Examples of point labeling
┄┄┄┄┄┄
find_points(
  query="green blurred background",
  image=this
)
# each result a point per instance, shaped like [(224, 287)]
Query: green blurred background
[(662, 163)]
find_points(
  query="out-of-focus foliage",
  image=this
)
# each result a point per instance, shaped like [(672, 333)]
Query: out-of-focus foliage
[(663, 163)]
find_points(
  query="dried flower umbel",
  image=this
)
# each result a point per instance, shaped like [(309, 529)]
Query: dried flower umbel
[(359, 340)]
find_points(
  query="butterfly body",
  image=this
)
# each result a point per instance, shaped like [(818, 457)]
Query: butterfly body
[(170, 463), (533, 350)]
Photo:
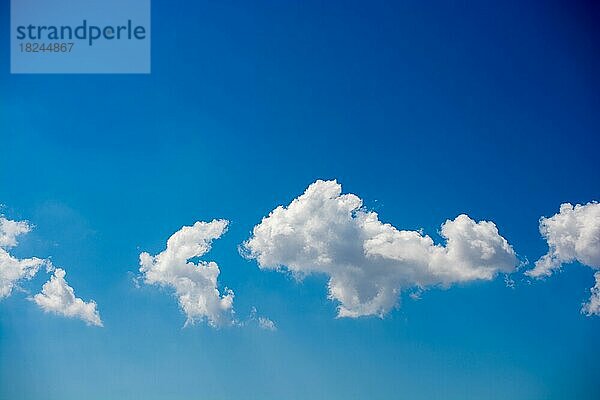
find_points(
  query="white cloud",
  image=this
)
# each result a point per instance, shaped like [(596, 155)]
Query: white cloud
[(572, 235), (368, 262), (195, 285), (59, 298), (592, 307), (267, 324), (12, 269), (262, 321)]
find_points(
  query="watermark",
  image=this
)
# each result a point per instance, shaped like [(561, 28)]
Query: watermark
[(80, 36)]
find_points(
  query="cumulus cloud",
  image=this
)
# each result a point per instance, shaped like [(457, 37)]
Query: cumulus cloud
[(367, 261), (12, 269), (592, 307), (195, 285), (572, 235), (59, 298)]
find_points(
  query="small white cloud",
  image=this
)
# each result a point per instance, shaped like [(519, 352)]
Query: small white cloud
[(12, 269), (573, 235), (59, 298), (262, 322), (195, 285), (267, 324), (368, 262), (592, 307)]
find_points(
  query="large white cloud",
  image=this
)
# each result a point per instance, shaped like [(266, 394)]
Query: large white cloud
[(368, 262), (592, 307), (572, 235), (195, 285), (12, 269), (59, 298)]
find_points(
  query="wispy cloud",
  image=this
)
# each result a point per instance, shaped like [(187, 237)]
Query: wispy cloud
[(573, 234)]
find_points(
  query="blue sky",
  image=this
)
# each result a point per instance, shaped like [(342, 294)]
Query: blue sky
[(424, 111)]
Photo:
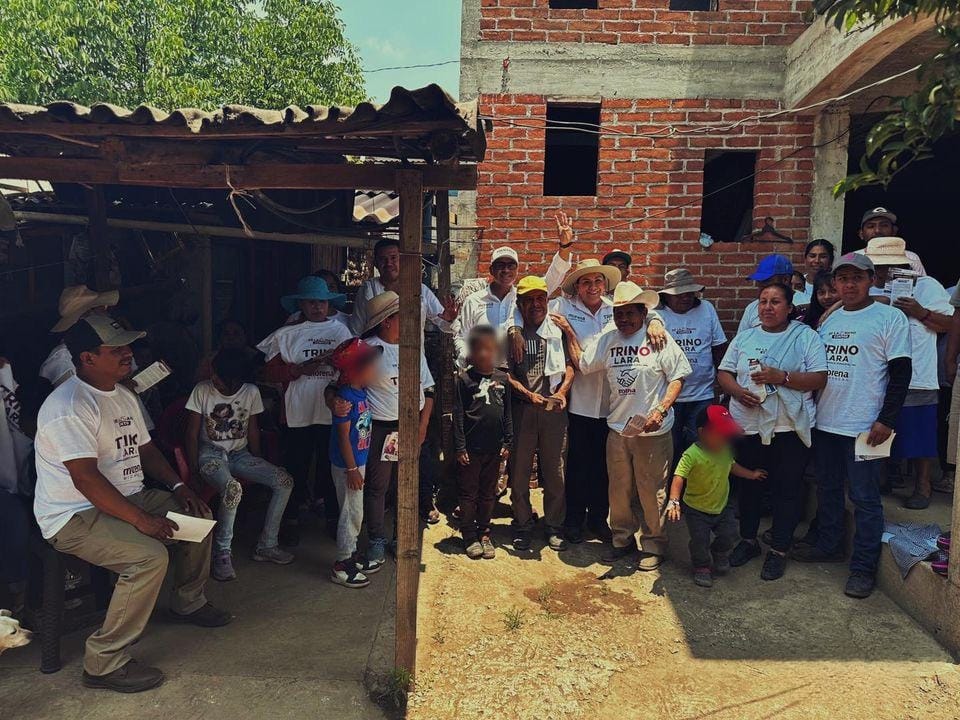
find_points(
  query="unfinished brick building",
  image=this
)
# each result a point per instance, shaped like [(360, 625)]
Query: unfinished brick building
[(675, 88)]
┄┄┄┄┄┄
_What you have to do_:
Rewrite the lines above as a numbered list, omitting any blank lines. Leave the pictures out of your answer.

_Task response_:
1. find_points(
2.   query="green blurred background",
3.   image=this
4. )
5. # each result a point per instance, shaped like [(224, 287)]
6. Query: green blurred background
7. [(662, 163)]
8. find_points(
9.   query="out-of-focus foliage",
10.   image=this
11. )
12. # each result a point per instance, shaped like [(672, 333)]
13. Query: out-of-focus foliage
14. [(663, 163)]
15. find_points(
16.   query="dried flower umbel",
17.   image=this
18. )
19. # each result a point per instance, shaped like [(309, 529)]
20. Query: dried flower umbel
21. [(359, 340)]
22. find_points(
23.   query="butterfly body",
24.   image=this
25. )
26. # each result a point per instance, shaped like [(818, 457)]
27. Query: butterfly body
28. [(170, 463), (533, 350)]
29. Photo:
30. find_points(
31.   query="white cloud",
32.   image=this
33. )
34. # each result a point per instance, shaped like [(596, 155)]
35. Query: white cloud
36. [(572, 235), (368, 262), (195, 285), (59, 298), (592, 307), (267, 324), (12, 269), (262, 321)]
37. find_points(
38.   query="watermark",
39.   image=this
40. )
41. # each result a point per instance, shaped like [(561, 28)]
42. Query: watermark
43. [(80, 36)]
44. find_points(
45.   query="cumulus cloud",
46.   image=this
47. )
48. # each result a point per instance, shaped like [(457, 37)]
49. Query: cumulus cloud
50. [(367, 261), (12, 269), (592, 307), (195, 285), (572, 235), (59, 298)]
51. find_points(
52.   query="small white cloud",
53.   image=this
54. )
55. # each result a point per instance, shaped like [(519, 352)]
56. Query: small white cloud
57. [(12, 269), (573, 235), (59, 298), (262, 322), (195, 285), (267, 324), (368, 262), (592, 307)]
58. find_points(
59.   query="large white cloud",
60.   image=this
61. )
62. # each result a point per instance, shaped like [(266, 394)]
63. Query: large white cloud
64. [(368, 262), (592, 307), (572, 235), (195, 285), (12, 269), (59, 298)]
65. find_points(
66.   query="wispy cloud",
67.   image=this
68. )
69. # each result a point per instance, shaped like [(187, 237)]
70. Query: wispy cloud
71. [(573, 234)]
72. find_points(
73.   query="blue sky",
74.   image=this
75. )
76. # each result a point per instance, shaped like [(342, 294)]
77. Query: blue sky
78. [(424, 111)]
79. Photo:
80. find_points(
81.   query="unfinished brick building",
82.   image=this
83. )
84. # each result a point per instance, shaped like [(360, 625)]
85. Query: unfinished brick building
86. [(675, 88)]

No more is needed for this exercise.